TASK INPUTS:
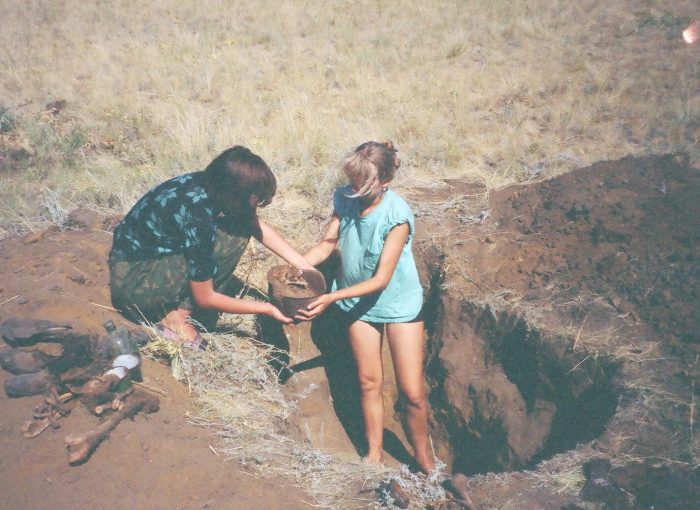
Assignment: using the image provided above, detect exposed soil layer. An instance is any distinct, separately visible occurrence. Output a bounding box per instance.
[0,213,309,510]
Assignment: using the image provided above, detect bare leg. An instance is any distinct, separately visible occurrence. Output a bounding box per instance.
[348,321,384,462]
[387,322,435,473]
[163,308,197,342]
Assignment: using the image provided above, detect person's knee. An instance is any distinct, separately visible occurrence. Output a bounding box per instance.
[402,387,428,410]
[359,373,383,395]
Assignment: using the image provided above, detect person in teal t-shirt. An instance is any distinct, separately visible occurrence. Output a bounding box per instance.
[299,142,435,473]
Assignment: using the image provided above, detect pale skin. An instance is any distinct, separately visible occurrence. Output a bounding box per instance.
[297,181,435,473]
[163,213,314,341]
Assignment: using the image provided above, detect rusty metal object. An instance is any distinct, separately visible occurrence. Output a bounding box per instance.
[267,265,326,317]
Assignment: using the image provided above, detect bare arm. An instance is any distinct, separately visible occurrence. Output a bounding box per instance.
[190,278,292,324]
[258,219,314,269]
[299,223,410,319]
[304,214,340,266]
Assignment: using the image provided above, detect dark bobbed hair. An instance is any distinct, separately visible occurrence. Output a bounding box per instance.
[204,145,277,207]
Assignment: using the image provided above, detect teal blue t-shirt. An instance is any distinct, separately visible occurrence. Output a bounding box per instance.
[332,186,423,322]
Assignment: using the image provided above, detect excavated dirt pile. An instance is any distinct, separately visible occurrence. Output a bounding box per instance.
[414,156,700,484]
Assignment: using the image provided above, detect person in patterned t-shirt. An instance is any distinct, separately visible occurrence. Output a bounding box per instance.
[109,146,313,344]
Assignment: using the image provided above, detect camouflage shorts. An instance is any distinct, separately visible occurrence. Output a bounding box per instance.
[109,225,250,325]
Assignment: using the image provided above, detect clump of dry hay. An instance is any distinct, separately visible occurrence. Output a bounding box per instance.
[151,316,445,509]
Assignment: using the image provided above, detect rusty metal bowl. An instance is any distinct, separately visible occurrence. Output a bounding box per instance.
[267,265,326,318]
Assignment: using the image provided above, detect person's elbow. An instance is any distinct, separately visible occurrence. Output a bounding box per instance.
[190,282,216,310]
[192,295,214,310]
[373,274,391,292]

REQUIREMENT: Retype the lines of the records word for word, beginning with the line that contains "detect person's knee." and stopping after the line that contains "[267,265,326,317]".

RESULT FOR THIS EXERCISE:
Assignment: using the image provided above, detect person's knee. An instance is any distinct, separately visible occurrence. Output a bounding box per instance.
[402,387,428,410]
[359,373,383,395]
Assignment: using the image provided above, detect person in teal t-shirt. An instance is any distinct, separately visible occurrence. Output a bounding box per instance.
[299,142,435,473]
Assignment: using the image provided above, detect pale skin. An instance is any distinct, separately visible occurrence. Output a bounding box per instance.
[297,181,435,473]
[163,213,314,341]
Assignment: using the image provided above, detect rusty metal object. An instance is any distinct, separately visible occurrence. Output a bounding box per instance.
[267,265,326,317]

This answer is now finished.